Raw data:
[START]
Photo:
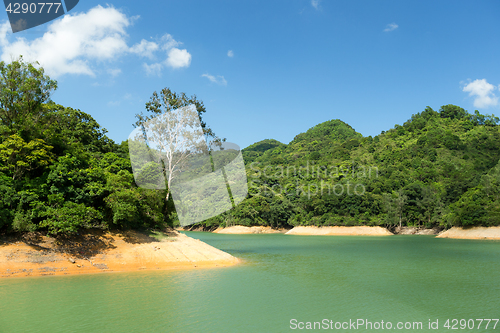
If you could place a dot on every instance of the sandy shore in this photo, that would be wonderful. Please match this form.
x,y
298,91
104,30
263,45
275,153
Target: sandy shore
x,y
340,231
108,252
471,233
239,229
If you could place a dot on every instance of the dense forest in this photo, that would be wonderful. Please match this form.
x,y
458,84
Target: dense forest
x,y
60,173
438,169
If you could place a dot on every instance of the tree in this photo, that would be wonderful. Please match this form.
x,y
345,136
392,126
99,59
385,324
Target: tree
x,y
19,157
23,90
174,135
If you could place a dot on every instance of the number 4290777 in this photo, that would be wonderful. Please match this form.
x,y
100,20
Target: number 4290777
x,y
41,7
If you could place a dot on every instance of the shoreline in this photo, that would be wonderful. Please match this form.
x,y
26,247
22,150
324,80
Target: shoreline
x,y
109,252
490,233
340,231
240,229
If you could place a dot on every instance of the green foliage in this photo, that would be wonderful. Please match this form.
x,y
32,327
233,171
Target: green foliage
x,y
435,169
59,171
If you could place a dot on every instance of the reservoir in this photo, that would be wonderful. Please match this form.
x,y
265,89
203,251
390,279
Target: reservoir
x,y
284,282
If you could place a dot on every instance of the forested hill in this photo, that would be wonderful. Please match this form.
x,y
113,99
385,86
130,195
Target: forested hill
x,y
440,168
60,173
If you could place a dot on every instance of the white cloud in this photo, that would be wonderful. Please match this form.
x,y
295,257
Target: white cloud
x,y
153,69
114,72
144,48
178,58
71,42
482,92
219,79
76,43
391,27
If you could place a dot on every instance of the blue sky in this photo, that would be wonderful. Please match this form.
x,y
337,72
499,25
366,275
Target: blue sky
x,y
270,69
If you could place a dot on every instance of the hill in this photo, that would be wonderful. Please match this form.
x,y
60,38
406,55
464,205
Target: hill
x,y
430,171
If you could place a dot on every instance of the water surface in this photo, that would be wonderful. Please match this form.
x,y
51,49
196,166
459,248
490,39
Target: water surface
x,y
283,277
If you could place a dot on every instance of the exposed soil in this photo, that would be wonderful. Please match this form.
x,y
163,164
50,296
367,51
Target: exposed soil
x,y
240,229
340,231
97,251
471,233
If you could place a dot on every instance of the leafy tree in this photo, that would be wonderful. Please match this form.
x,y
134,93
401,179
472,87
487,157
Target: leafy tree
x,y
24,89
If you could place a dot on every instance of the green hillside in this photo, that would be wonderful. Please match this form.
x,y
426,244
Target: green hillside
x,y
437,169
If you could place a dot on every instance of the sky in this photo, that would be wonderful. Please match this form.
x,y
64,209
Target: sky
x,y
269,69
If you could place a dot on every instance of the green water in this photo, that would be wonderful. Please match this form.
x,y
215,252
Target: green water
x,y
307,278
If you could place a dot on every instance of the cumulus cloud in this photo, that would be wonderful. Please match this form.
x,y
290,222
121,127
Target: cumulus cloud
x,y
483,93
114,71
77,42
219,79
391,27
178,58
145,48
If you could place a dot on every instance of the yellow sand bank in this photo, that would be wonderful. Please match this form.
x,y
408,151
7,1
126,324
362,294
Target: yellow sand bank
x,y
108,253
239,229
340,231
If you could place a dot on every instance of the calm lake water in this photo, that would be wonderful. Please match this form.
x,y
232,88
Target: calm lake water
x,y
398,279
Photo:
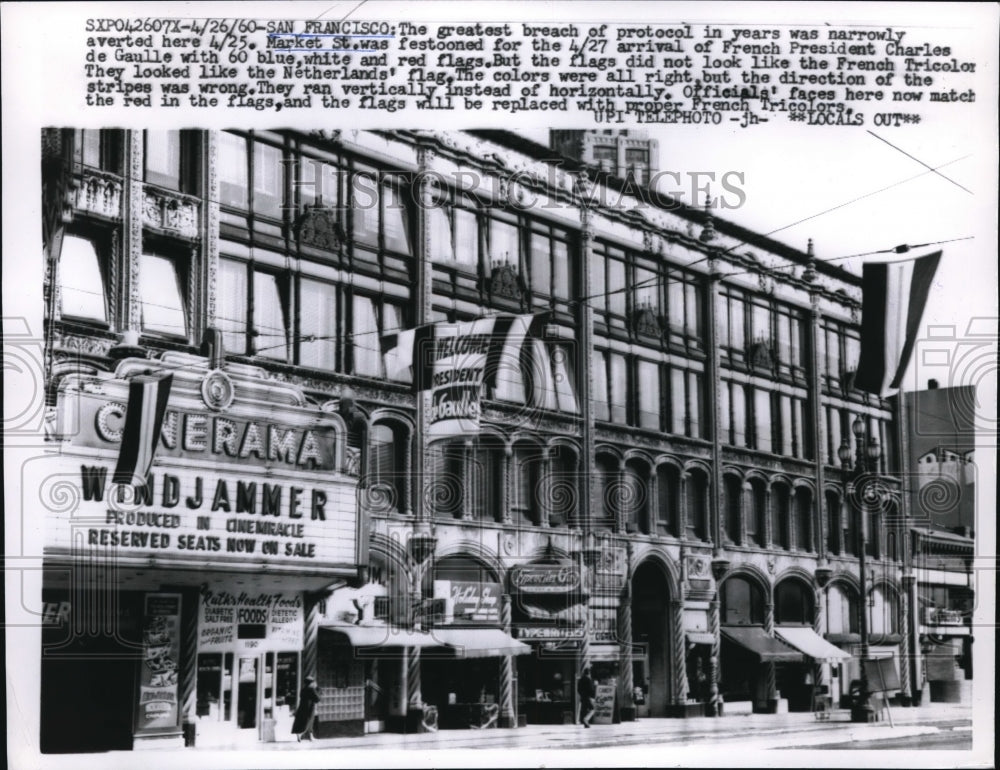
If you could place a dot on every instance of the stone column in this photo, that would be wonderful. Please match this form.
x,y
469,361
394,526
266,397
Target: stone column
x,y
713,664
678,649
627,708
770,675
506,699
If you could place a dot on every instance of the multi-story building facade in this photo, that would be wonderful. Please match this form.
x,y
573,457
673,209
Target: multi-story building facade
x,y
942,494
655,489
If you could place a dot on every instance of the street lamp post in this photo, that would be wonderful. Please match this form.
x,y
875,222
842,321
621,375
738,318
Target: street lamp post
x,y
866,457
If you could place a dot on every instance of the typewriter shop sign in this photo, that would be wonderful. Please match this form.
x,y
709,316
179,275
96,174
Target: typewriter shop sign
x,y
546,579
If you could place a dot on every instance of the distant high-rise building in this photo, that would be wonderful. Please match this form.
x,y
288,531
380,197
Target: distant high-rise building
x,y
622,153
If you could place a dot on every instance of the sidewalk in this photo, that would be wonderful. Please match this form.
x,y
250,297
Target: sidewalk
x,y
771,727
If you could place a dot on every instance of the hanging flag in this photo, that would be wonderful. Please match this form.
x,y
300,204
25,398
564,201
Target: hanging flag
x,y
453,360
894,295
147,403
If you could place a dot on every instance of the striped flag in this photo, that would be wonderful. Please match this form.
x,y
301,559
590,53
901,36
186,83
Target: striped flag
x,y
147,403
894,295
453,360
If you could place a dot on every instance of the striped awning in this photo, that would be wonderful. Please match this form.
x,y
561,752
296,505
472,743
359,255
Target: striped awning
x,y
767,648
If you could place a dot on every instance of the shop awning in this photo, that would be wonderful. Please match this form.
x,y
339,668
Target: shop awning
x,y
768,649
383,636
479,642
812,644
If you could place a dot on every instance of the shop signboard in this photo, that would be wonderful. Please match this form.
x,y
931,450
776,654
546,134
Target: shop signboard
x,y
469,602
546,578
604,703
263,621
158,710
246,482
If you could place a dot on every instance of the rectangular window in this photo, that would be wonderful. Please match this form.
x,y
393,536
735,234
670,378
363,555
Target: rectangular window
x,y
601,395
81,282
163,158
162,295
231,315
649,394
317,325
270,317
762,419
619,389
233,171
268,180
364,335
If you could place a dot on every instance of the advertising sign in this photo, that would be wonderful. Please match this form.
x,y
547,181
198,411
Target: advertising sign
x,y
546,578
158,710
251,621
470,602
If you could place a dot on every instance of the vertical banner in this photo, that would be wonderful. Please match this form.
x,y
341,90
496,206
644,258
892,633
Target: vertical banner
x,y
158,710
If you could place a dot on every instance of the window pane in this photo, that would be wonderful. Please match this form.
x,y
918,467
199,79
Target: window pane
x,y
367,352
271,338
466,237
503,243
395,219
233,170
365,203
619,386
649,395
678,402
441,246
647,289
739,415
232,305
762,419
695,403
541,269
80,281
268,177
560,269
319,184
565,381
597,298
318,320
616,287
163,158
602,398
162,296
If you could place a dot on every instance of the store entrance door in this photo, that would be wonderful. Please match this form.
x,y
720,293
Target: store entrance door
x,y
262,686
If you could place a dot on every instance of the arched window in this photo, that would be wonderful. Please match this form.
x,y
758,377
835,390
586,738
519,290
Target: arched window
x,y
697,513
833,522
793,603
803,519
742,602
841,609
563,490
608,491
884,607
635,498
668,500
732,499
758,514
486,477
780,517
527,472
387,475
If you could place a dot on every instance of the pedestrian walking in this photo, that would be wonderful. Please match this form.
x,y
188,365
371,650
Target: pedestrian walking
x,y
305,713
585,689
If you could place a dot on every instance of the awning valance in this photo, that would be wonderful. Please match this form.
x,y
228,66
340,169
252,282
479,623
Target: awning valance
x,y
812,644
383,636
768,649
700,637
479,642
[END]
[START]
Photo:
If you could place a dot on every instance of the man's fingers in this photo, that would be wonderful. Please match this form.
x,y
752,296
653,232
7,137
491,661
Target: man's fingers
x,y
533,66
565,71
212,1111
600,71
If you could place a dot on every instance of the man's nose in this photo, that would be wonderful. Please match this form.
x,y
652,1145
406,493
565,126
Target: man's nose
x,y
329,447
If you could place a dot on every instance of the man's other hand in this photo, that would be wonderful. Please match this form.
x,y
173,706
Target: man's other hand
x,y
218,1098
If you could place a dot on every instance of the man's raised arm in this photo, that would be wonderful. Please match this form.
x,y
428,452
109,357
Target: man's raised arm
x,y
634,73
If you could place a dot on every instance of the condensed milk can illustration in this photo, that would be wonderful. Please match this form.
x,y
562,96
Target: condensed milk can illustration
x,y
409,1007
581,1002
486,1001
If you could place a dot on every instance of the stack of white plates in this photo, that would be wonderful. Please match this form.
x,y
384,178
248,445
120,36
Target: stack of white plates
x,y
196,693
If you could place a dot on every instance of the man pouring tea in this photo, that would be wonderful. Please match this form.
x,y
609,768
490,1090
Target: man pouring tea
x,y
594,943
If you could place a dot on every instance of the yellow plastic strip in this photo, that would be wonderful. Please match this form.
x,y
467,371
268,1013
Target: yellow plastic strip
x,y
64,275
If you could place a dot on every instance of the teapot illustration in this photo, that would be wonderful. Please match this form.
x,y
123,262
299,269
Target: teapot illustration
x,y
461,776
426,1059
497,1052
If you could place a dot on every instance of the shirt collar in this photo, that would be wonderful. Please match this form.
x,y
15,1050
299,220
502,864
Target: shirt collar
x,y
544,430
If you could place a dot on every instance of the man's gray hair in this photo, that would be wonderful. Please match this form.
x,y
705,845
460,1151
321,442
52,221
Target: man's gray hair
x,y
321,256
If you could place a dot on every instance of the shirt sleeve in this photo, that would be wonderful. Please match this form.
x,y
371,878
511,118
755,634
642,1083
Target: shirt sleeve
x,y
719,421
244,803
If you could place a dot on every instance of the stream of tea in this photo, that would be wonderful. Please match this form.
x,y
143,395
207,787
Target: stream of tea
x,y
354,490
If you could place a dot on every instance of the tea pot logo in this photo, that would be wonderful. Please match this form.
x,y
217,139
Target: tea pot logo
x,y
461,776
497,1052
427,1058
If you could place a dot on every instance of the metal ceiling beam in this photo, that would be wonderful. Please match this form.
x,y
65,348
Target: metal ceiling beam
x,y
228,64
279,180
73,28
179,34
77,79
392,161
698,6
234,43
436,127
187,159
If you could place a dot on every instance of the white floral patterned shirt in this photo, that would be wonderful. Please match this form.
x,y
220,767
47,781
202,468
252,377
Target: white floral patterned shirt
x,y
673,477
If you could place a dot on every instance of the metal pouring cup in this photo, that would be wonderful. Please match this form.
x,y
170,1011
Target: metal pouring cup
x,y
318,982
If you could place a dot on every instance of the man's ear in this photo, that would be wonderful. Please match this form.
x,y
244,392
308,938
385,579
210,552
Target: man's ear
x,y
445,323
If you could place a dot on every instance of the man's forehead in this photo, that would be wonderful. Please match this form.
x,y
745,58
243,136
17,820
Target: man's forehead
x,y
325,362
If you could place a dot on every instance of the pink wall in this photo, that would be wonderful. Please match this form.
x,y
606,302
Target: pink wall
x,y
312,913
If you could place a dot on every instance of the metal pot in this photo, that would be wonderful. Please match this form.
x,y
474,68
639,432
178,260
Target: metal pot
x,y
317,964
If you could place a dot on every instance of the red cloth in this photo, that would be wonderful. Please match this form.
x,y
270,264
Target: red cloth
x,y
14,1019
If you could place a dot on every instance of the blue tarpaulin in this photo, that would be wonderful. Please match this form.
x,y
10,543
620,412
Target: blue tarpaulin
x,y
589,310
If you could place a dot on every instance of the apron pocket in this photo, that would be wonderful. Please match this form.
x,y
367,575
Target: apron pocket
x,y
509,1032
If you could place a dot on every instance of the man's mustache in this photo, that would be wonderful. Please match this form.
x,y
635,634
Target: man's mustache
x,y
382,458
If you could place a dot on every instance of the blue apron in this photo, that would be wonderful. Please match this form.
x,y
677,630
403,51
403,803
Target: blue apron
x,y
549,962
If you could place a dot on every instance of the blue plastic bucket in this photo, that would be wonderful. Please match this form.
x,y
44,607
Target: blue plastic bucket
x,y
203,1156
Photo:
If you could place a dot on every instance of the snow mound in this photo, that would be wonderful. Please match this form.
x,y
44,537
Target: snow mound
[END]
*Your instructions*
Recast the data from the line with "the blue apron" up to and including the line with "Target: snow mound" as a Markdown table with the columns Row and Line. Number each line in the Row column, and leave out any blank lines.

*Completed task*
| Row | Line |
|---|---|
| 1 | If you could place a dot on every instance of the blue apron in this photo, that would be wonderful. Please match this form. |
| 2 | x,y |
| 3 | 677,630 |
| 4 | 403,51 |
| 5 | 403,803 |
| 6 | Target: blue apron |
| 7 | x,y |
| 8 | 549,962 |
| 9 | If you could place a dot on every instance of the blue plastic bucket in this photo, that would be wonderful. Please match this form. |
| 10 | x,y |
| 11 | 44,607 |
| 12 | Target: blue plastic bucket |
| 13 | x,y |
| 14 | 203,1156 |
| 15 | Photo: |
| 16 | If you could place a dot on every instance of the snow mound in this photo, that would be wonderful. Please match this form. |
| 17 | x,y |
| 18 | 44,537 |
| 19 | Target: snow mound |